▶ [Quellenauszug]

------------

Studie: Bedeutungsverlust der Kirche in Italien

Italienische Sozialwissenschaftler stellen der katholischen Kirche des Landes in ihrer Analyse „Die verschwundene Herde“ nach der Coronavirus-Pandemie ein vernichtendes Zeugnis aus.

Darin präsentieren die Autoren um den Soziologen Giuseppe Di Rita Zahlen und Aussagen, wie Menschen im Land die katholische Kirche derzeit wahrnehmen. Demnach vermisste nur jeder vierte praktizierende Katholik und jede vierte Katholikin im Lockdown die Möglichkeit, zur Messe zu gehen.

Nach Ansicht von 40 Prozent der Befragten, bei Katholiken und Katholikinnen 50 Prozent, hat die Kirche behördliche Vorgaben in der Pandemie unkritisch hingenommen. Rund zwei Drittel der praktizierenden Gläubigen sehen die Kirche in einer Krise; für gut 40 Prozent stellt sie sich nicht wirklich aktuellen Herausforderungen.

------------

▶ [Bereitgestellte Daten]
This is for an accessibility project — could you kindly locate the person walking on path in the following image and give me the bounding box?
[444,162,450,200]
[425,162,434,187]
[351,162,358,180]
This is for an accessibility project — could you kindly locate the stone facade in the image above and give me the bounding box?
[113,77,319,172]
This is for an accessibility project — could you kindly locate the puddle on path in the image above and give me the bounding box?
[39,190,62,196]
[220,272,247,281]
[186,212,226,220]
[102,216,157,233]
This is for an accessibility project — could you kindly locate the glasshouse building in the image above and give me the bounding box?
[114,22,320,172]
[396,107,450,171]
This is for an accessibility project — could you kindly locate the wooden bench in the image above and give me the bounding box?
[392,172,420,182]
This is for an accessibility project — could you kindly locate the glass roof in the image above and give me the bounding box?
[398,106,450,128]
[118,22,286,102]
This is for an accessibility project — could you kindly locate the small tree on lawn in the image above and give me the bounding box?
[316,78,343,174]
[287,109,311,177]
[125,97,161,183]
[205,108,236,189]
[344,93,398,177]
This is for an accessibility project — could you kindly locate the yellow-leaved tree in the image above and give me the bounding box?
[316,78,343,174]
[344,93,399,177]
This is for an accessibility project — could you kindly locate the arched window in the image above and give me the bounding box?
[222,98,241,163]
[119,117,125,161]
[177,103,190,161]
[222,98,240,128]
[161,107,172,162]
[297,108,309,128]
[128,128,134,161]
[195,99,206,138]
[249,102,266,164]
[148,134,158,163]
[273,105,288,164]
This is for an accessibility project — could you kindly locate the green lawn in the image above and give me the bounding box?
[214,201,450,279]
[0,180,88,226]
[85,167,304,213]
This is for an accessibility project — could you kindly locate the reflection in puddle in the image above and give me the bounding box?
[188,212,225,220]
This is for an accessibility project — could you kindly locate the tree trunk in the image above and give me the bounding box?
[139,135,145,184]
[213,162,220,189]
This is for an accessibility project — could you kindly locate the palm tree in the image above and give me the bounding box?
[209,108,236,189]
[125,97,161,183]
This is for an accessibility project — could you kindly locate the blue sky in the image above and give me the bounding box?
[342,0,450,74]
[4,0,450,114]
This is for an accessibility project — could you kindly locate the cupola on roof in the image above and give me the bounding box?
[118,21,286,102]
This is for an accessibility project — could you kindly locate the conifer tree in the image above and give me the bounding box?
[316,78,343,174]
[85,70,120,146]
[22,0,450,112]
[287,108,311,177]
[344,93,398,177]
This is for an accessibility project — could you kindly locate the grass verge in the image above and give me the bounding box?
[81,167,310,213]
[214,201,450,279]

------------

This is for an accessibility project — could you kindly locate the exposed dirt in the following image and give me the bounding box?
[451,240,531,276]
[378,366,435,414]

------------

▶ [Arbeitsauftrag A] Wie groß ist laut dem Quellenauszug der Anteil der praktizierenden Gläubigen, die die Kirche in einer Krise sehen?
▶ [Arbeitsauftrag B] Schreiben Sie aus dem Quellenauszug den Abschnitt ab, der mit „Italienische Sozialwissenschaftler stellen“ beginnt und bis einschließlich „vernichtendes Zeugnis aus.“ reicht.
Für die Bearbeitung sind die Einträge nicht erforderlich.

▶ [Antwortfeld A] Rund zwei Drittel.

▶ [Antwortfeld B]
Italienische Sozialwissenschaftler stellen der katholischen Kirche des Landes in ihrer Analyse „Die verschwundene Herde“ nach der Coronavirus-Pandemie ein vernichtendes Zeugnis aus.